*TASK TO CARRY OUT:* Your task is to transcribe the records exactly, skipping every image.

[Some records]
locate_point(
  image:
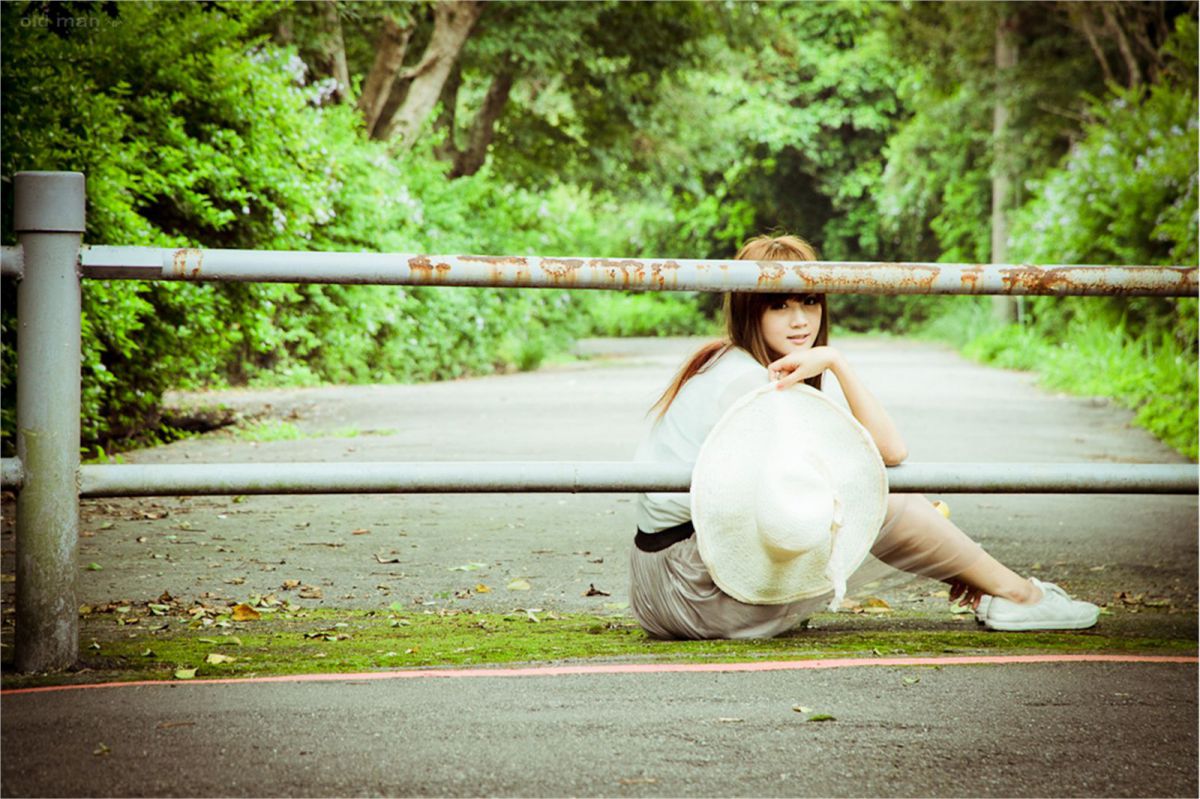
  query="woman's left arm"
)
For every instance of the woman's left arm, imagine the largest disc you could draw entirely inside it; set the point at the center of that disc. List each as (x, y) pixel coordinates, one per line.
(867, 409)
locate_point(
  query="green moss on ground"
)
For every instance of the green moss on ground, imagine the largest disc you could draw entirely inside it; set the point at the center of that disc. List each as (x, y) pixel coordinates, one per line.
(361, 641)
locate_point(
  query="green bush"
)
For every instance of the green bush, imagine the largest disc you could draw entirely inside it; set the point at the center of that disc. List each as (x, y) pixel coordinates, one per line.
(623, 313)
(195, 132)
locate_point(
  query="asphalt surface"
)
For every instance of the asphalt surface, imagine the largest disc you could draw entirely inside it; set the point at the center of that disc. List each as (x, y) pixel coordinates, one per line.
(1030, 730)
(975, 731)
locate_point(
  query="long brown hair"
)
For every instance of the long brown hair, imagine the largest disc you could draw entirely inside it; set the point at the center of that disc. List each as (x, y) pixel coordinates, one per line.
(743, 317)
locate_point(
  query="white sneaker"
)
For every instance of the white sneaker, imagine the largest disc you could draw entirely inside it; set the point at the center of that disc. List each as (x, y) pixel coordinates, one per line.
(982, 611)
(1056, 611)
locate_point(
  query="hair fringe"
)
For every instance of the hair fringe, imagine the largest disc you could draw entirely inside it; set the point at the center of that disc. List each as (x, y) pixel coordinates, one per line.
(707, 354)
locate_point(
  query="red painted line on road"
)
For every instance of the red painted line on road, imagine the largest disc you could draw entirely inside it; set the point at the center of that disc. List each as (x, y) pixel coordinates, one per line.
(640, 668)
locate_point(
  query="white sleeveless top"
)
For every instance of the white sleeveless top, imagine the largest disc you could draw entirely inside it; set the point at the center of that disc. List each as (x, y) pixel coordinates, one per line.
(677, 437)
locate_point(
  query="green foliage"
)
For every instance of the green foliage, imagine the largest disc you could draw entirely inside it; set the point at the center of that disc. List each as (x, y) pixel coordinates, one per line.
(621, 313)
(1151, 373)
(195, 132)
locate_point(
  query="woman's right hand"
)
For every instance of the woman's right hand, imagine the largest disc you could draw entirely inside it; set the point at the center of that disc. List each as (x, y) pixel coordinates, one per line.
(802, 365)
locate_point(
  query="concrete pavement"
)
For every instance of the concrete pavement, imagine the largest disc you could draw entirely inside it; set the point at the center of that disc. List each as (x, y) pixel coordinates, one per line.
(1029, 730)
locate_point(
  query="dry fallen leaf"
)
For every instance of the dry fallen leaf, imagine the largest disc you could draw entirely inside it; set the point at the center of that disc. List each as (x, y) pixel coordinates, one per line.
(244, 612)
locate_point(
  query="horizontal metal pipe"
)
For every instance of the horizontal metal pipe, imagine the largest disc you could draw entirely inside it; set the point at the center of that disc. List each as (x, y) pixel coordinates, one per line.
(599, 476)
(636, 274)
(12, 262)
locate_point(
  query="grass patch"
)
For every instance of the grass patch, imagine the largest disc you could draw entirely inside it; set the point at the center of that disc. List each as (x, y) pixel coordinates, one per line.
(1150, 372)
(361, 641)
(276, 430)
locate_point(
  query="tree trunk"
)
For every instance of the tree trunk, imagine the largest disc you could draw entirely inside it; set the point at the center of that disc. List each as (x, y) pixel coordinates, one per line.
(453, 22)
(1114, 26)
(335, 49)
(389, 58)
(1003, 307)
(448, 120)
(1083, 17)
(484, 126)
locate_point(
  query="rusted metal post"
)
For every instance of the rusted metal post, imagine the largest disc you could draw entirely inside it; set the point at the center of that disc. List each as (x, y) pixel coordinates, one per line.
(48, 218)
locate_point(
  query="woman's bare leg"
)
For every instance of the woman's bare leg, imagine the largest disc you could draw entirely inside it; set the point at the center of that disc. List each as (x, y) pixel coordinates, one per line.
(919, 540)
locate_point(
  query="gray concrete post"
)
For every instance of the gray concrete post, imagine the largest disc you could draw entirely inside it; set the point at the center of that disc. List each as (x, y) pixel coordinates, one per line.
(48, 218)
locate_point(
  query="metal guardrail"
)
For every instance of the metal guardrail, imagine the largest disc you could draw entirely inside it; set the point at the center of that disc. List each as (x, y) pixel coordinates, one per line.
(588, 476)
(49, 262)
(643, 274)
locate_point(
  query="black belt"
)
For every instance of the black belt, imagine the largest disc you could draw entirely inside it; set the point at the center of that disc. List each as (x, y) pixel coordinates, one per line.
(664, 539)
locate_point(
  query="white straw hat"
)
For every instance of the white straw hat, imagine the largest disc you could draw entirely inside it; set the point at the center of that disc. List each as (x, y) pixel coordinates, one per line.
(787, 496)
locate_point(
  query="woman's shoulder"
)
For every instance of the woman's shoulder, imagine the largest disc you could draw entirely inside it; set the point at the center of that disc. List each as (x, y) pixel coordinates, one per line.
(735, 358)
(730, 366)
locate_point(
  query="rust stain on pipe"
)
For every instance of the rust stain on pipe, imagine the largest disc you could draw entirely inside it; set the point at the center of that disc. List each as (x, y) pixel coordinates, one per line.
(771, 274)
(504, 270)
(667, 272)
(970, 277)
(180, 258)
(426, 271)
(628, 272)
(562, 270)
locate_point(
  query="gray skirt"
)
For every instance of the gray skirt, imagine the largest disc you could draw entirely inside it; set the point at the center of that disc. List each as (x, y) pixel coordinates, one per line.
(672, 595)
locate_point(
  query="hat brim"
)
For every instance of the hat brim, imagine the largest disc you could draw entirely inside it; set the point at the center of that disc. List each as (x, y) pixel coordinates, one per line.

*OUTPUT:*
locate_point(
  image:
  query="woman's left arm"
)
For every instance of the woman's left arm, imagine the largest disc you could draw entirely inside it; set the point at the center of that disc. List each as (x, y) pixel coordinates, one per line.
(867, 409)
locate_point(
  query="green moss on ground"
)
For every instance of the green moss on ground, imagine the largest disc you could draw entirely inside it; set the point at the center of that disc. List each as (x, y) pixel coordinates, one per line.
(361, 641)
locate_point(
  query="green bush"
)
For every instance of the green bush, imagine the largest disc you could draw entirely inside it; set the point at the center of that disc. List each as (x, y) pixel coordinates, one per line.
(623, 313)
(195, 132)
locate_point(
  query="asphalt surface"
)
For every instance of the asphalt surface, imagine the largest disc you could draw entirely inside it; set the point at the center of that disc. List each as (x, y) pixel coordinates, one per line.
(1030, 730)
(975, 731)
locate_point(
  query="long brown hair"
)
For every instance of the long brown hair, imagine the largest disc you could draw entirely inside it; set the point at the center of that disc. List each as (x, y) pixel coordinates, one per line.
(743, 317)
locate_point(
  query="white sneaker"
)
For every instance of the white sneaker, imagine the largest disc you could draw entirely inside it; set the point at the center of that disc. List each as (x, y) pixel coordinates, one per line.
(982, 611)
(1056, 611)
locate_point(
  query="hair fringe"
)
For every instance of the hair fringe, imagine the largest disc you could draw entirely inside it; set the point at the center of that disc. List each as (x, y) pixel coordinates, one per line.
(707, 354)
locate_point(
  query="red painted line on road"
)
For every instance of the red painted line on road, imagine the largest disc you could draw entirely inside it; set the point at the center of that disc. List each as (x, y) pixel coordinates, one per line.
(640, 668)
locate_point(
  query="white sleeveless top"
)
For every instance of the white sleeveless top, imagine the largest disc you could draw entirely inside it; set the point at the center of that disc. List each as (x, y) pixel coordinates, one per line.
(677, 437)
locate_point(
  query="green foliage"
)
For every instance of the green foliage, imagine the largest disc you could draw entirely inside it; set the point at the center of that disc. List each as (x, y) pixel coordinates, one per line.
(621, 313)
(1151, 373)
(195, 132)
locate_point(
  query="woman's right hand"
)
For every instance of the woman's right hand, imagine the largest disc you could draw entirely inside it; set the point at the center of that disc. List each as (x, y) pixel coordinates, one per line.
(802, 365)
locate_point(
  query="concrete pavement"
)
For every instance of the concrete pavement, imagine the largest disc you could draw entirely inside it; set the point at the center of that disc. List each as (x, y) pixel coordinates, one per line.
(1029, 730)
locate_point(
  query="dry fallen leaf"
)
For every instance of the dry fallen leaf, imagine the largest disc you could draw entirely inside it; set the point at the center of that disc. List each as (x, y) pixel coordinates, one per line.
(244, 612)
locate_point(
  query="horizontal metal pipe"
)
For every instance of the horizontal metal pipe, imagine the largest disc you could draw entirely inside it; set the point at the center of that disc. List each as (x, y) pixel coordinates, one per line.
(599, 476)
(636, 274)
(12, 262)
locate_point(
  query="grass patch"
)
For every instance of the grass patch, imagine the largest disc you could draw entirely inside it; set the point at the center of that disc. List each as (x, y) pixel coordinates, one per line.
(1150, 372)
(361, 641)
(276, 430)
locate_point(
  query="tree trunk"
)
For every instance of the tree trunk, imagine the largest disc you could draw entirely inside it; set the point at the center of that disc. List each as (x, y) pixel coordinates, one per line.
(453, 22)
(1114, 26)
(335, 49)
(389, 58)
(1003, 307)
(448, 120)
(1083, 17)
(484, 126)
locate_point(
  query="rusted metal post"
)
For every instance of the rusted metal post, imagine the largest disc you could draw entirely inside it; set the point at the center of that disc. List each as (x, y) pixel coordinates, one per line.
(48, 218)
locate_point(
  query="woman's bare leg"
)
For every instance of the woman's bare leg, imagine the largest disc you could draw entirely inside it; set the point at the center of that disc. List each as (x, y) pixel coordinates, one per line.
(919, 540)
locate_point(
  query="gray concrete post"
)
For every instance of the gray concrete post, imagine the largest disc you could draw entirely inside it; set the point at the center of that disc. List each as (x, y) pixel coordinates, one per line.
(48, 218)
locate_point(
  query="metal guardrail"
)
For every instance of the metal guardrail, imagine the largest disc you could draw entirely inside it; set the point at the center of that disc. List each as (x, y) pixel coordinates, one per line.
(588, 476)
(49, 262)
(643, 274)
locate_point(
  query="black belt"
)
For every instance of the black belt, imagine the largest disc you could draw entirely inside it; set the point at the center of that disc. List each as (x, y) pixel coordinates, one per line.
(664, 539)
locate_point(
  query="white straw hat"
)
For every instance of the white straw hat, imagine the largest disc you could draw entirely inside it; set the point at the center of that disc. List each as (x, y) pixel coordinates, one per line.
(787, 496)
locate_point(
  query="woman's shoulder"
)
For every instance of the woman's shoulder, imagine the largest disc you could draw entirely inside it; set the point at the center of that disc. List each as (x, y) pixel coordinates, one per line.
(735, 358)
(730, 366)
locate_point(
  query="rust stain on pipe"
)
For every instance of the rust stain on pipe, imagine the largest disc you could draw entirely inside it; set the point at the center of that disc. List each as (x, y) pixel coordinates, one per line.
(771, 274)
(504, 270)
(667, 272)
(970, 277)
(180, 258)
(426, 271)
(628, 272)
(562, 270)
locate_point(
  query="gray skirt"
)
For every instance of the gray skirt, imagine the largest disc you could draw entirely inside it; set the point at the center of that disc. List each as (x, y) pixel coordinates, one per line.
(672, 595)
locate_point(
  query="hat brim"
)
For every instance of the hat brim, imagine the largest disc you could draw entirely inside it; set the point at the center of that disc. List each as (x, y) pixel coordinates, one per line.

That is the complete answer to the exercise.